* Extracted text
.....
Supply-chain bottlenecks persist at US ports and railroads

Congested Port of Oakland cuts free wait time for import containers

The Port of Oakland will no longer be lenient with the long-dwelling import containers clogging its ports. On July 1, Oakland is reducing the tariff-free time from seven days to four days to reduce congestion on its marine terminal, and may raise penalties for containers that sit for too long.

The Port of Oakland is not involved with assigning demurrage rates. The late fees are charged by both the shipping lines and the marine terminals when a container is not moved out of the port within the free days offered.

If the rate structure is changed, Port of Oakland will join the two terminal operators at the Northwest Seaport Alliance of Seattle and Tacoma that have been charging long-dwell fees since November 2021. The ports of Los Angeles and Long Beach announced surcharges in October 2021, but have continued to delay the penalty citing progress in the reduction of containers.
.....
* Saved entries
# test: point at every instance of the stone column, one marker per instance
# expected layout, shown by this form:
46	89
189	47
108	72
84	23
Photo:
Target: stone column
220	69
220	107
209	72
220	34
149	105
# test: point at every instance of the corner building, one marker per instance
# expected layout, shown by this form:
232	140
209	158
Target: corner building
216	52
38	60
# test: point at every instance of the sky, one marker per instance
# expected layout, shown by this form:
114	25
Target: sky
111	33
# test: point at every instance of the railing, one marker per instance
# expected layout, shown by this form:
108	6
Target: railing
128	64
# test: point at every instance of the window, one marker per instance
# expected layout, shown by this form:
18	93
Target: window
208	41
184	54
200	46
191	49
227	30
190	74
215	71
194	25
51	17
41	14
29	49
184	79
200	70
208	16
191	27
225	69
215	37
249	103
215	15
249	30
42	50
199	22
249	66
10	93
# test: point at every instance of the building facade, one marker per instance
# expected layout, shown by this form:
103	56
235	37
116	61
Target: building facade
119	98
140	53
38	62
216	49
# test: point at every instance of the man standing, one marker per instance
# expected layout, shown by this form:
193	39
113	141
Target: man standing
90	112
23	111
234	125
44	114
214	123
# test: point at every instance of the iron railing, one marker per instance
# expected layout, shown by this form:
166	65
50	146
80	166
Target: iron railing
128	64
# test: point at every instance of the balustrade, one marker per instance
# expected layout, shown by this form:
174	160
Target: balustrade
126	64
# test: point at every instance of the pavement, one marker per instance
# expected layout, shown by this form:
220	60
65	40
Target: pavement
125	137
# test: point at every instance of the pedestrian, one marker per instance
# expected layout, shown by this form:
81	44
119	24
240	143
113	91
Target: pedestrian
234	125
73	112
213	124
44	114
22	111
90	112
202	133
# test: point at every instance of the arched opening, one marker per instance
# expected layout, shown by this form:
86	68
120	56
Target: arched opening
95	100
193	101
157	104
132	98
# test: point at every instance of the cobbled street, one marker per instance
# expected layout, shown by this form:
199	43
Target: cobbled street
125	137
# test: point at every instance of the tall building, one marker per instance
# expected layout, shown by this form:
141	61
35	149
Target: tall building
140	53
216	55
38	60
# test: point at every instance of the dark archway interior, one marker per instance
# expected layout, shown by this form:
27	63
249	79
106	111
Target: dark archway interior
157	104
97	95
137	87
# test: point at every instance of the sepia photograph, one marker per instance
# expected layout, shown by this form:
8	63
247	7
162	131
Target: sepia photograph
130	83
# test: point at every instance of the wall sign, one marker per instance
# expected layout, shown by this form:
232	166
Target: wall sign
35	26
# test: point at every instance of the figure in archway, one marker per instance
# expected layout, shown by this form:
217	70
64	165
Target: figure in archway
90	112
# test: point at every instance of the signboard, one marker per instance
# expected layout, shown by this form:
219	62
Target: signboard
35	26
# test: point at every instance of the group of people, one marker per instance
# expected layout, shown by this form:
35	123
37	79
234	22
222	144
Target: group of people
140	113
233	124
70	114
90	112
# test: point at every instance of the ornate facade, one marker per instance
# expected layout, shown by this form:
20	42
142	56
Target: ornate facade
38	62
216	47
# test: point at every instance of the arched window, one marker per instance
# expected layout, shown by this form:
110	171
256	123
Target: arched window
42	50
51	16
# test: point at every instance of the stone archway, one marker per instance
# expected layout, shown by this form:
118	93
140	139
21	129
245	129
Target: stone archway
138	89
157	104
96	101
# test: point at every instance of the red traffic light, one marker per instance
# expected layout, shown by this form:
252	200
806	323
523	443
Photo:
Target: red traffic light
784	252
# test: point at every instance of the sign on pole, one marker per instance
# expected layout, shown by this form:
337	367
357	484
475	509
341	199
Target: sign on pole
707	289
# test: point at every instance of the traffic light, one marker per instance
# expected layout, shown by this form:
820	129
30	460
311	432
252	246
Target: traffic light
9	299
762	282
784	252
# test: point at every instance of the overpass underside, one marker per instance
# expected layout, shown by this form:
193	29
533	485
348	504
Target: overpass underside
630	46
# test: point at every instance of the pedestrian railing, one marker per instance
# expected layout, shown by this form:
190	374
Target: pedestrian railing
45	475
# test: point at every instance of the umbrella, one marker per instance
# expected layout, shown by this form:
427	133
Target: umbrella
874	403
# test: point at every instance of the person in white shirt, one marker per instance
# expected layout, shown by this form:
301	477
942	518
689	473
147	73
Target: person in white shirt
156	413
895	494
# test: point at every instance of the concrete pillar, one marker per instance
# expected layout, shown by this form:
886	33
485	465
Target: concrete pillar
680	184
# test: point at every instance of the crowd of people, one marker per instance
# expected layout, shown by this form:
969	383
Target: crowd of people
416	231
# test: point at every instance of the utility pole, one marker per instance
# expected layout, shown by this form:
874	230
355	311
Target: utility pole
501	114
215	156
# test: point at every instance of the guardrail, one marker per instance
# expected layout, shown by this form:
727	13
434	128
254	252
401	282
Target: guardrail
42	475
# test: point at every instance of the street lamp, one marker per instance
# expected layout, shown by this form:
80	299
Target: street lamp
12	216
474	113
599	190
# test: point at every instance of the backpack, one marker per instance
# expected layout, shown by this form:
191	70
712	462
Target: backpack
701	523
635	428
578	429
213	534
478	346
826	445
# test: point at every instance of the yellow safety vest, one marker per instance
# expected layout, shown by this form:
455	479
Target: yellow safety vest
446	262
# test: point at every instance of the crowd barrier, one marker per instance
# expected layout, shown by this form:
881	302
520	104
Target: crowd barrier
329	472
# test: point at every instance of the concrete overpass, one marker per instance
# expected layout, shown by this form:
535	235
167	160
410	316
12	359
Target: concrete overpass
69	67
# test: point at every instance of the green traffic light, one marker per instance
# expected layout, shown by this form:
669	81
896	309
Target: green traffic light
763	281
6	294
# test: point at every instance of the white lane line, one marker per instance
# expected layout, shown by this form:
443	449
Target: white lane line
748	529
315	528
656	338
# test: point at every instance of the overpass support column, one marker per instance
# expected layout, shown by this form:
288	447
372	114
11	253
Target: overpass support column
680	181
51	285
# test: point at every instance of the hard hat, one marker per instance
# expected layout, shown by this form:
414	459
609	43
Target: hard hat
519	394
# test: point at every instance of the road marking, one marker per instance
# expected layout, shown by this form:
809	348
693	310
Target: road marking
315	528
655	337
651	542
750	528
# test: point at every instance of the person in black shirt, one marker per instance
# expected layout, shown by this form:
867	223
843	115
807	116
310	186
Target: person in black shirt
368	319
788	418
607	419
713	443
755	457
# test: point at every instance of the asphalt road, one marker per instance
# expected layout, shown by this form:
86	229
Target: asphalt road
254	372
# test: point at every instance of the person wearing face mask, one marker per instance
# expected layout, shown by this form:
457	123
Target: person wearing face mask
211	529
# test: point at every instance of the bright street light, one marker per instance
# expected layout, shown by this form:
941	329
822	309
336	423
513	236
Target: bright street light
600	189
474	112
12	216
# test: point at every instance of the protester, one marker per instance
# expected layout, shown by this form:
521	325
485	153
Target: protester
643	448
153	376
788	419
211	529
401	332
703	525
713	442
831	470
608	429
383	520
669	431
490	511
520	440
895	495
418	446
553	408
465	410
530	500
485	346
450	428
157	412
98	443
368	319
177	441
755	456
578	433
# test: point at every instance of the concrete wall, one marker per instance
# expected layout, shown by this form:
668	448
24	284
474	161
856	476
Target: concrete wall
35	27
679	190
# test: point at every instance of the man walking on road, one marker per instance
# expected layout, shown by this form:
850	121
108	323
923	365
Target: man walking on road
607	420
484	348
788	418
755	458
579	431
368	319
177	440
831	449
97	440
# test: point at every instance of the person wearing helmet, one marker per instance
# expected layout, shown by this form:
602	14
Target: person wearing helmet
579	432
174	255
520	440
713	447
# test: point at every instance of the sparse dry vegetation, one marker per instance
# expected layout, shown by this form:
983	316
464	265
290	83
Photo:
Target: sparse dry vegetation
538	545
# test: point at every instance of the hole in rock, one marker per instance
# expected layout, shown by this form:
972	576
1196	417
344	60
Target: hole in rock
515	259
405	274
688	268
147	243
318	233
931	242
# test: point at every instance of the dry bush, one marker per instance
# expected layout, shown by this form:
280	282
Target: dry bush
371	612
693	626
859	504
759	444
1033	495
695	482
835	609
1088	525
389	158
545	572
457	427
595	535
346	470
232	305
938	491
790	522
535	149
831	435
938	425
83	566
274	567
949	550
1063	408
.....
* Problem 1
Answer these from the Port of Oakland article:
(a) On what date is Oakland reducing the free time for import containers?
(b) Who charges the late fees when a container isn't moved out within the free days?
(c) When did the ports of Los Angeles and Long Beach announce surcharges?
* Problem 2
Duplicate the part of the Port of Oakland article that opens with the words containing "The Port of Oakland will" and closes with "reduction of containers.".
* Problem 3
List every city named in the Port of Oakland article.

* Answer space 1
(a) July 1
(b) Both the shipping lines and the marine terminals
(c) October 2021

* Answer space 2
The Port of Oakland will no longer be lenient with the long-dwelling import containers clogging its ports. On July 1, Oakland is reducing the tariff-free time from seven days to four days to reduce congestion on its marine terminal, and may raise penalties for containers that sit for too long.

The Port of Oakland is not involved with assigning demurrage rates. The late fees are charged by both the shipping lines and the marine terminals when a container is not moved out of the port within the free days offered.

If the rate structure is changed, Port of Oakland will join the two terminal operators at the Northwest Seaport Alliance of Seattle and Tacoma that have been charging long-dwell fees since November 2021. The ports of Los Angeles and Long Beach announced surcharges in October 2021, but have continued to delay the penalty citing progress in the reduction of containers.

* Answer space 3
Oakland
Seattle
Tacoma
Los Angeles
Long Beach